-- Start of Data section --
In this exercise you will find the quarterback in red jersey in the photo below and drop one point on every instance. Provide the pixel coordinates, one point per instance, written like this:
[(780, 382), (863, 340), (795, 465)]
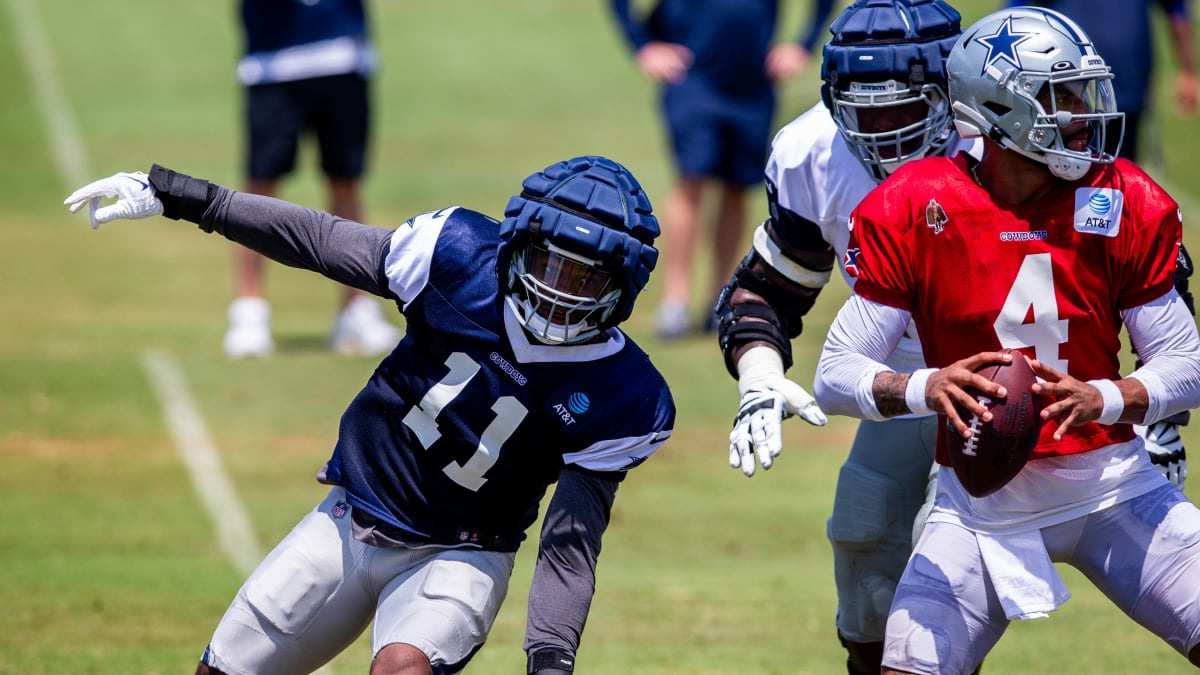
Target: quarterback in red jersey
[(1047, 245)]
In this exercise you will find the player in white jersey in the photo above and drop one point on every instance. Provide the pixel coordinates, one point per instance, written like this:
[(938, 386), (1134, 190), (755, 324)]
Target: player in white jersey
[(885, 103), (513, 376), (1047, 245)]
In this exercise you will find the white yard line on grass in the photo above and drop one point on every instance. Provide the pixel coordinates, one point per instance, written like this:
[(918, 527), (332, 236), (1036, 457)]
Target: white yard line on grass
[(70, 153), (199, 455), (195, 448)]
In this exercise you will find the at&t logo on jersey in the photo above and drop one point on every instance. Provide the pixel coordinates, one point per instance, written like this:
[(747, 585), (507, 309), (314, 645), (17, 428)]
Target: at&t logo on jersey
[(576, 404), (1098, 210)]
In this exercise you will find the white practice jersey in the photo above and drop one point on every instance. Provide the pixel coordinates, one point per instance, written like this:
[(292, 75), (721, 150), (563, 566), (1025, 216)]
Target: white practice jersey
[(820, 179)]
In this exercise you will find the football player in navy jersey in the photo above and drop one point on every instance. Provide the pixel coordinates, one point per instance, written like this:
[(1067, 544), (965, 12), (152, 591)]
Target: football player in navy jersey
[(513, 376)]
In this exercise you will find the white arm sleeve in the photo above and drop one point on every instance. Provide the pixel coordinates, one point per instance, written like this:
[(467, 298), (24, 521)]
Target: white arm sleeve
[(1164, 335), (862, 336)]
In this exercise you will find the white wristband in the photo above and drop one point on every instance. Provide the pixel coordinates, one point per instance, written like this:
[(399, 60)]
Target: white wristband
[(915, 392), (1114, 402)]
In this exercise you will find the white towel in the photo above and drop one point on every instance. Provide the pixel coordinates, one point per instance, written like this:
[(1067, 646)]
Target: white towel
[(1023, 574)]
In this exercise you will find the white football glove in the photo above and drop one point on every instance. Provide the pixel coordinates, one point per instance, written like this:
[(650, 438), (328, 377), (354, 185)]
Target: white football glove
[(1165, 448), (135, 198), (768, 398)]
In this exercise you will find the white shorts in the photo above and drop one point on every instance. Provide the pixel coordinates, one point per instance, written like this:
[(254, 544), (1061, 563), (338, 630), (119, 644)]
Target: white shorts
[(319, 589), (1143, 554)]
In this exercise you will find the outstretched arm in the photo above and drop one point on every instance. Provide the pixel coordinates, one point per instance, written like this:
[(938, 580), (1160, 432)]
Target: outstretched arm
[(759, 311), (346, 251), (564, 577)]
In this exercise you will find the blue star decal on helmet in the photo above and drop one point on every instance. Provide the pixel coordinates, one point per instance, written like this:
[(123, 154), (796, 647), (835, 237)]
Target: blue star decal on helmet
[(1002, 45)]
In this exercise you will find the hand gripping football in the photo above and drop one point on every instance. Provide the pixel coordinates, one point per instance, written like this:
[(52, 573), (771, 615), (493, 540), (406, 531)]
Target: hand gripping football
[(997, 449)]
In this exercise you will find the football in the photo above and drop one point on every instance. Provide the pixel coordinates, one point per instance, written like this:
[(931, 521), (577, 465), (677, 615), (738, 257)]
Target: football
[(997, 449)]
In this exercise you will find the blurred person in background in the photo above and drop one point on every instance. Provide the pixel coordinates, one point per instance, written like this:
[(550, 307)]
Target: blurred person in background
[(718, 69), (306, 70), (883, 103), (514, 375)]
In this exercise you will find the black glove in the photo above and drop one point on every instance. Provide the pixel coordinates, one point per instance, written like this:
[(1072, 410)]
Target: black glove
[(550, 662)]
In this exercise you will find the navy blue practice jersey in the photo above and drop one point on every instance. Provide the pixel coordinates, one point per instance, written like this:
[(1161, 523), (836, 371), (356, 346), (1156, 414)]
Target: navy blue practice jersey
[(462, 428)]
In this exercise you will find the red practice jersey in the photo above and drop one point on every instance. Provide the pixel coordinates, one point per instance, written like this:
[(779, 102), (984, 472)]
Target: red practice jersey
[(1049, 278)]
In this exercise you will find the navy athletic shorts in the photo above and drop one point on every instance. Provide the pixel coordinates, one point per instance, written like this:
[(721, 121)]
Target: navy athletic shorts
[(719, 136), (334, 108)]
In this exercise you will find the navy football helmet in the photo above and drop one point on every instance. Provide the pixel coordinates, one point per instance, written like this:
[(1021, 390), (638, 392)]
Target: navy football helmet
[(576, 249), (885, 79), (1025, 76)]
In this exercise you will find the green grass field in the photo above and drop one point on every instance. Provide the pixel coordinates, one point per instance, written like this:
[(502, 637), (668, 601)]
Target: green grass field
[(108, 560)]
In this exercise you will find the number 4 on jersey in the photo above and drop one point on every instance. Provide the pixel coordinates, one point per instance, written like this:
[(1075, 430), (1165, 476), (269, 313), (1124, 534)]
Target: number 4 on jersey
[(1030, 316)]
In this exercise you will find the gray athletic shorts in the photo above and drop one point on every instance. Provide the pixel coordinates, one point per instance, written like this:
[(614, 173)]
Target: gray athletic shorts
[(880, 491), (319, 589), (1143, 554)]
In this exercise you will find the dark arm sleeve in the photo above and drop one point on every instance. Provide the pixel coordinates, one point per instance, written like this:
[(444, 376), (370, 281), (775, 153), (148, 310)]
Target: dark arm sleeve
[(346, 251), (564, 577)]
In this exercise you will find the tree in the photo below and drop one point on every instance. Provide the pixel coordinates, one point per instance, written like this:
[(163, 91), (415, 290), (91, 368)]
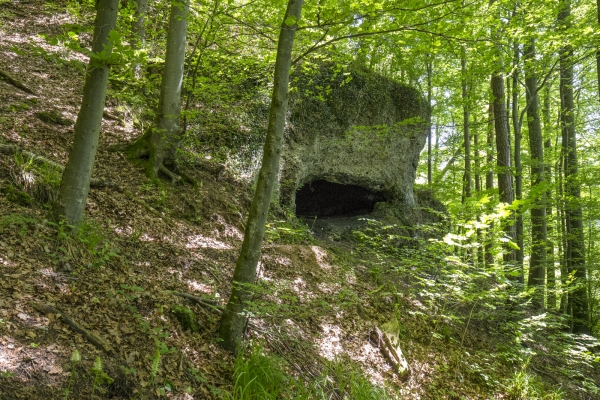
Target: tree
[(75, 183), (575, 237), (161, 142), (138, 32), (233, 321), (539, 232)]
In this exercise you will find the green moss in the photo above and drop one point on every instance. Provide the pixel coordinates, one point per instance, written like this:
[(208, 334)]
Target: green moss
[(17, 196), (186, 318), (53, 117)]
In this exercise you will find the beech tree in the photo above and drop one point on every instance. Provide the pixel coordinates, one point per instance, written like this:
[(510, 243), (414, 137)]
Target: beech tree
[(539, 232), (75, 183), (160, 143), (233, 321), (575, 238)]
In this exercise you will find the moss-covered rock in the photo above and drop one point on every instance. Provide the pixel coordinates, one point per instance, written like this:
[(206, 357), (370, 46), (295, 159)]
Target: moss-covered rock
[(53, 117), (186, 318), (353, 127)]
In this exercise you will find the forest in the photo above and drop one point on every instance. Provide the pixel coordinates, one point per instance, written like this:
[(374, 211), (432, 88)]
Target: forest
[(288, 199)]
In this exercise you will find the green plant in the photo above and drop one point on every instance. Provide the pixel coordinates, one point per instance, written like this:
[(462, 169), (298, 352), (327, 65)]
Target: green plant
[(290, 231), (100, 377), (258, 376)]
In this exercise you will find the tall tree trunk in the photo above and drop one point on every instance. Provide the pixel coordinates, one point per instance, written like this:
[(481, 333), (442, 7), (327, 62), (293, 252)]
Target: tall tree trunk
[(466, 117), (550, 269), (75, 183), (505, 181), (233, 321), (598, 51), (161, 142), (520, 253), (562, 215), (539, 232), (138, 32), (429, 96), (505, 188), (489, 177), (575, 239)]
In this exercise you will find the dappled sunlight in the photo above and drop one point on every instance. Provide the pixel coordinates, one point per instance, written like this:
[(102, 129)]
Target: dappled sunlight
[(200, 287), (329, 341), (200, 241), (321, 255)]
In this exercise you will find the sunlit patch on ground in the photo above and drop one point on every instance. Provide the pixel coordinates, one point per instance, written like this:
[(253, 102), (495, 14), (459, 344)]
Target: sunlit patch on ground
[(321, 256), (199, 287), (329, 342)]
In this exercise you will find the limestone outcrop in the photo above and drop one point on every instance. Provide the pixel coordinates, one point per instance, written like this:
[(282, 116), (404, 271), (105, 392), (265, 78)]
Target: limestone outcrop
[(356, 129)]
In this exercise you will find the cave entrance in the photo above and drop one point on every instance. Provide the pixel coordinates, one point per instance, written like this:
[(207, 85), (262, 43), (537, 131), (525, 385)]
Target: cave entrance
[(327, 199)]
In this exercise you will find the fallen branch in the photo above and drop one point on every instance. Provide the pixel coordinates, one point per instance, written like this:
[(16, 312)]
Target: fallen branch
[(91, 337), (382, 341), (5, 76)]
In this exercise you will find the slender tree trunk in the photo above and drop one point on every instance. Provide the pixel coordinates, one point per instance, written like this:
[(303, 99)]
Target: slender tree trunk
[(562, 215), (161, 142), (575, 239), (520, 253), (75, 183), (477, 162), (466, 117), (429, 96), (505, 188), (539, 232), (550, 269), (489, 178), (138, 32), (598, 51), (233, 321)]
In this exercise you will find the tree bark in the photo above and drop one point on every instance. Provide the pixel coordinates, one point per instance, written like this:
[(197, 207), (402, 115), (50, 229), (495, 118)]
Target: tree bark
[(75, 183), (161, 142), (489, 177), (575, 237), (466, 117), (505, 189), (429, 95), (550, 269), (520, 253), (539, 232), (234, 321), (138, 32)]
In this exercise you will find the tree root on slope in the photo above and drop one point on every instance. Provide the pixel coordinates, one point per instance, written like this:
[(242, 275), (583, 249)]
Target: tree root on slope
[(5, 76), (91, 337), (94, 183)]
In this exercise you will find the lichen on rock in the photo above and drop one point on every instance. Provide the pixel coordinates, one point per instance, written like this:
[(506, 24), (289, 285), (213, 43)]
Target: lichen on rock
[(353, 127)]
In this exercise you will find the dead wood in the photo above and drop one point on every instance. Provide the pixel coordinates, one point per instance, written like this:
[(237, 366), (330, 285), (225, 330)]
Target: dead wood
-- End of Data section --
_What to work on_
Can you give back only the data starting at the line that contains "In this exercise you will find the football player" and ending at the line that contains "[(915, 392), (1114, 402)]", switching "white" to "black" and keeping everything else the same?

_Final answer_
In this exercise you will find the football player in navy jersey in the photo above and drop one point on every instance. Provide the pixel coordinates, one point per instance, written like this:
[(1067, 544), (965, 12), (152, 591)]
Target: football player in navy jersey
[(513, 376)]
In this exercise you will find the black arm sleeve in the photo above and drop one point on every instance. Provide the pixel coordinates, one point per instance, written like this:
[(467, 298), (24, 521)]
Target: black arm sleeve
[(1164, 335), (862, 336)]
In this exercise you will find the black wristband in the photo above and drop one point on every instance. Provide the pixel coordinates, one point per instance, written like this:
[(399, 60)]
Target: black wristband
[(915, 392), (1114, 402)]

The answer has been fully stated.